A block of data
□ □ □ □ □
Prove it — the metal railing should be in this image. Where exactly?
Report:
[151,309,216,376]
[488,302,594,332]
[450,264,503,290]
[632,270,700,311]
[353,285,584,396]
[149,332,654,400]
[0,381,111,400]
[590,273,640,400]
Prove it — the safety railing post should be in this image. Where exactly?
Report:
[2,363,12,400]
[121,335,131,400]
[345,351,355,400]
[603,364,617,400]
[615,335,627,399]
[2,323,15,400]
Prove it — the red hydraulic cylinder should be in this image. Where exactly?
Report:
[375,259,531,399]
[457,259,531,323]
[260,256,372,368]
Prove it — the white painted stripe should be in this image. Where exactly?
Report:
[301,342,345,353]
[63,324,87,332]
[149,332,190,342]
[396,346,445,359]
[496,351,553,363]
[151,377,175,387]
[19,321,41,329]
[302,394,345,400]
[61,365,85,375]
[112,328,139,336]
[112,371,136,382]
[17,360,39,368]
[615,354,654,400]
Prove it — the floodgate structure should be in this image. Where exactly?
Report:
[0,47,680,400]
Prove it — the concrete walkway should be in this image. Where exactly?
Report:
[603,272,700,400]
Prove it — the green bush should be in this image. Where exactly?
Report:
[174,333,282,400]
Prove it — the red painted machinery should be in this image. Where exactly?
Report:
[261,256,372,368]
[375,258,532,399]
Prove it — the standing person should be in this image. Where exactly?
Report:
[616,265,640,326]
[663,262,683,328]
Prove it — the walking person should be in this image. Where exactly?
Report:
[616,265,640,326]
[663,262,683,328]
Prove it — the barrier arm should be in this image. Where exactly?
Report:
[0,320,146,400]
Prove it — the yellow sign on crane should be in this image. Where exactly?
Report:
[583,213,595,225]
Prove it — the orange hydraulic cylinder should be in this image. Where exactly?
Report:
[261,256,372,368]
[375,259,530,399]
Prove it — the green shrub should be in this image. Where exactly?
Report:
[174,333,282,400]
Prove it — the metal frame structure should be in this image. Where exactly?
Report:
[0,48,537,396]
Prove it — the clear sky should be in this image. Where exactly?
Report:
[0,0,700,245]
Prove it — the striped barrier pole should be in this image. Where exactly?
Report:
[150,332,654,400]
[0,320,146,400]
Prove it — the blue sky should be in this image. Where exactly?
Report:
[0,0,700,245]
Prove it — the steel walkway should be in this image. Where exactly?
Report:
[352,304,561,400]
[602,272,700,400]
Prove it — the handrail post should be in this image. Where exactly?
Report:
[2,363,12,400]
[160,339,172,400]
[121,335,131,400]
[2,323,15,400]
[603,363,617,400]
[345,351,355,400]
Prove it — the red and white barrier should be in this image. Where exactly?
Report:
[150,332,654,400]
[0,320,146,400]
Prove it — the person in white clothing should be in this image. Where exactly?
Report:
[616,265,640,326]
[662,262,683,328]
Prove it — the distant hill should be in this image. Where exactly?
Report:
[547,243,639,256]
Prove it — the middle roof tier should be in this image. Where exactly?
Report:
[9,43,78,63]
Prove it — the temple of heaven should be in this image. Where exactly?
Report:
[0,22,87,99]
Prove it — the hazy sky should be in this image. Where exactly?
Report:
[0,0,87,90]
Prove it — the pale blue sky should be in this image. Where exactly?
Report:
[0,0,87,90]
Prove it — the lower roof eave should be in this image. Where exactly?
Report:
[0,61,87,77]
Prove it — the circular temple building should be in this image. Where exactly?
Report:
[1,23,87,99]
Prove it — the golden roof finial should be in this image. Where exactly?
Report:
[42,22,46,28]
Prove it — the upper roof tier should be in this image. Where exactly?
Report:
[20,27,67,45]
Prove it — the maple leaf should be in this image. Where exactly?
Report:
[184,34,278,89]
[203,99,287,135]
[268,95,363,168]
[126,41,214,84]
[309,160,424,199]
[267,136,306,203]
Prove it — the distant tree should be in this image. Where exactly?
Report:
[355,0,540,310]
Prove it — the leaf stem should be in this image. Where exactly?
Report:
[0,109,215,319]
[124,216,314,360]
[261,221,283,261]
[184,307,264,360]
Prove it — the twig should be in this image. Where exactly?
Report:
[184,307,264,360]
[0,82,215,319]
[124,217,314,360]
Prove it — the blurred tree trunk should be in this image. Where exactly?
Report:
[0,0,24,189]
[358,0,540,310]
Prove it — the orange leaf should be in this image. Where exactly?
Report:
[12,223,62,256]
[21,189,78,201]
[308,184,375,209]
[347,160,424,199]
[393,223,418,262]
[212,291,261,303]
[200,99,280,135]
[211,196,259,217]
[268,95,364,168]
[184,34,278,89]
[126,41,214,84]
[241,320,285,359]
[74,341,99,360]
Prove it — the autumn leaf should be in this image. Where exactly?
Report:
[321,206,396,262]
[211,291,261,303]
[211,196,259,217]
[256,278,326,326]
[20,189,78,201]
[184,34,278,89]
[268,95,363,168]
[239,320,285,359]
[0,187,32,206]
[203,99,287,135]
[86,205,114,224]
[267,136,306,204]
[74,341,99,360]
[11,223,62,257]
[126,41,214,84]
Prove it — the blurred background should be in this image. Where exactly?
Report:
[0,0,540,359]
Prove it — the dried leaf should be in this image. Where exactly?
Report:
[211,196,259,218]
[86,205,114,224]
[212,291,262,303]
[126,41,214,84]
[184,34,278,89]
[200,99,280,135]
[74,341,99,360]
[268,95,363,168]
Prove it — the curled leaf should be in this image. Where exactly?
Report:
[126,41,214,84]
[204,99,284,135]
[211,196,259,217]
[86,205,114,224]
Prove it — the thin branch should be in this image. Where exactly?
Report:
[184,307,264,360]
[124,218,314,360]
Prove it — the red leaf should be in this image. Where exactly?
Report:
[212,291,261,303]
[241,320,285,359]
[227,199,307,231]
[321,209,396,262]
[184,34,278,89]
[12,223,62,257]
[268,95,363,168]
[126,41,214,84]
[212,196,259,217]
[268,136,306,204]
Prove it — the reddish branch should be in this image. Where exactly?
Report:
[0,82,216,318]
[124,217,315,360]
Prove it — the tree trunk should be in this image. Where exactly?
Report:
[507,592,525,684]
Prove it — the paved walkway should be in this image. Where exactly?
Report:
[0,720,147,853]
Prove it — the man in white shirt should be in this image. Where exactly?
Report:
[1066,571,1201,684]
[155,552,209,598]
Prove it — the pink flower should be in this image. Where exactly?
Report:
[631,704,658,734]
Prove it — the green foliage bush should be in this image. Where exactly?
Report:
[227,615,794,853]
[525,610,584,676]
□ □ □ □ □
▶ [WORK TO DO]
Recast all of the records above as a two-column CSV with the headers "query" and "boxes", one row per record: the record's text in the first field and its answer in the second, each field quoted and with line breaks replaced by spaces.

▶ [FINAL RESULT]
query,boxes
"Prove it — the metal railing should be in this image. Where exactly? Report:","[151,309,216,376] [488,302,594,332] [450,264,503,290] [632,270,700,311] [353,285,584,396] [149,332,654,400] [0,381,111,400] [590,273,640,400]"
"Prove it — the safety railing post should be in this image. Where exactly? Report:","[2,363,12,400] [121,335,131,400] [345,351,355,400] [603,364,617,400] [615,335,627,399] [2,323,15,400]"
"Prove it — the red hydraulic cylinder should be in this image. Where exactly? Report:","[375,259,531,399] [457,259,531,323] [260,256,372,368]"
"Prove it — the white painted stripe should be in this image. Where exactly? Report:","[301,342,345,353] [63,324,87,332] [149,332,190,342] [396,346,445,359] [496,351,553,363] [151,377,175,387] [19,321,41,329] [302,394,345,400] [61,365,85,375] [112,328,139,336] [112,371,136,382] [17,360,39,368] [615,354,654,400]"
"Prove it — the floodgate structure should be in this image. Where exactly? Report:","[0,47,680,400]"
"Prove it — the concrete walkway should be in this image. Where exactly? Report:","[603,272,700,400]"
"Prove it — the green bush should be in this image. Where exactly? Report:","[174,333,282,400]"
"Prove it — the red painted machinery should be in this image. Where exactly? Report:","[261,256,372,368] [375,258,532,399]"
"Prove it — the standing person should be in this image. Where exactly? Report:","[616,265,640,326] [663,262,683,328]"
"Prove it — the walking person should be in this image. Where exactly? Report:","[616,265,640,326] [663,262,683,328]"
"Prove it — the barrier arm should be in this image. Where exactly? Report:","[0,320,146,400]"
"Prove it — the yellow sign on crane should be in this image. Where exactly? Report:","[583,213,595,225]"
"Prove it — the orange hydraulic cylinder should be in this image. Where exactly? Report:","[261,256,372,368] [375,259,530,399]"
"Prove it — the green shrub should be in this image. Where exactly? Report:","[174,333,282,400]"
"Prove it — the metal frame structure should be in this image. Where exactly? Report:","[0,48,537,396]"
"Prove it — the clear sky should be in this image. Where exactly? Report:","[0,0,700,245]"
"Prove it — the striped barrier pole should be in this image. Where exactly? Report:","[150,332,654,400] [0,320,146,400]"
"Prove it — the blue sky should be in this image. Where exactly? Report:","[0,0,700,245]"
"Prove it — the steel walkway should be in this image. Where exactly? Report:","[352,304,561,400] [602,272,700,400]"
"Prove it — the handrail post should be in this image. Where exactly? Report:","[2,363,12,400] [160,339,172,400] [121,335,131,400] [2,323,15,400] [603,363,617,400] [345,351,355,400]"
"Prove it — the red and white barrier should be in this image. Where exactly? Report:","[150,332,654,400] [0,320,146,400]"
"Prove it — the person in white clothing should be in this image. Where exactly? Report:","[616,265,640,326] [662,262,683,328]"
"Prove it — the distant hill should be in this image. Where exactly? Report:","[547,243,639,256]"
"Prove it — the middle roof tier should be in this image. Where exactly? Report:","[9,43,78,63]"
"Prove it — the temple of heaven should be in this image. Where exactly? Report:","[0,22,87,99]"
"Prove it — the hazy sky should be in this image. Where exactly? Report:","[0,0,87,90]"
"Prove it — the pale blue sky should be in this image. Where exactly? Report:","[0,0,87,90]"
"Prove it — the lower roof eave should be in this image. Where exactly? Report:","[0,61,87,77]"
"Prove it — the circular temple building should be in this image. Where exactly? Report:","[1,23,87,99]"
"Prove it — the golden roof finial should be in this image. Where exactly? Report:","[42,22,46,28]"
"Prove it — the upper roof tier should be in this image. Where exactly? Report:","[20,27,67,45]"
"Prove it — the maple leaf should be in this image. Where exactly? Report:","[184,34,278,89] [203,99,287,135] [268,95,363,168] [126,41,214,84] [309,160,424,199] [267,136,306,203]"
"Prove it — the distant tree should be in this image. Where exactly? Report:","[355,0,540,310]"
"Prove it — the leaf stem should be in this image. Where exactly? Report:","[0,109,215,319] [124,216,314,360] [261,221,283,261] [184,307,264,360]"
"Prove it — the twig should be in this image. Where exactly? Report:","[184,307,264,360] [0,82,215,319] [124,217,314,360]"
"Prove it — the blurred tree trunk should be in this image. Where exactly? Report:","[0,0,24,189] [358,0,540,310]"
"Prove it — the orange leaf should be in this image. Where exactly? Report:","[12,223,62,256] [21,189,78,201] [308,184,375,209] [347,160,424,199] [393,223,418,262] [212,291,261,303] [200,99,280,135] [211,196,259,217] [268,95,364,168] [184,34,278,89] [126,41,214,84] [241,320,285,359] [74,341,99,360]"
"Prove it — the autumn leaf should be in this image. Where exactly? Report:","[321,206,396,262] [211,291,261,303] [211,196,259,217] [256,278,326,326] [20,189,78,201] [184,34,278,89] [268,95,363,168] [239,320,285,359] [0,187,32,206] [203,99,287,135] [86,205,114,224] [267,136,306,204] [74,341,99,360] [11,223,62,257] [126,41,214,84]"
"Prove it — the blurred background should be in this image. Where exactly? Report:","[0,0,540,359]"
"Prove it — the dried leaf should be in this image. Where exactly? Report:","[211,196,259,218] [86,205,114,224] [212,291,262,303] [126,41,214,84] [184,34,278,89] [200,99,280,135] [74,341,99,360] [268,95,363,168]"
"Prove it — the curled leaf should be in this image. Where exactly? Report:","[126,41,214,84] [204,99,284,135] [211,196,259,217] [86,205,114,224]"
"Prove it — the thin branch should be in this image. Where exactly? Report:","[184,307,264,360] [124,218,314,360]"
"Prove it — the red leaf should be in this image. Where exactly? Report:","[212,291,261,303] [241,320,285,359] [227,199,307,231] [321,209,396,262] [184,34,278,89] [12,223,62,257] [268,95,363,168] [126,41,214,84] [212,196,259,217] [268,136,306,204]"
"Prove it — the reddish branch should be in this image. Where exactly? Report:","[0,82,216,318] [124,217,315,360]"
"Prove it — the tree trunk should be in this image. Where exactly? Report:","[507,592,525,684]"
"Prove it — the paved walkway should be in this image. Where exactly? Report:","[0,720,147,853]"
"Prove it — the man in white shirt should be in this image. Where exactly? Report:","[1066,571,1201,684] [155,552,209,598]"
"Prove it — the pink flower should be in this image. Where exactly? Report:","[631,704,658,734]"
"Prove it — the green foliage bush should be in this image. Where exactly? Report:","[227,615,794,853] [525,610,584,676]"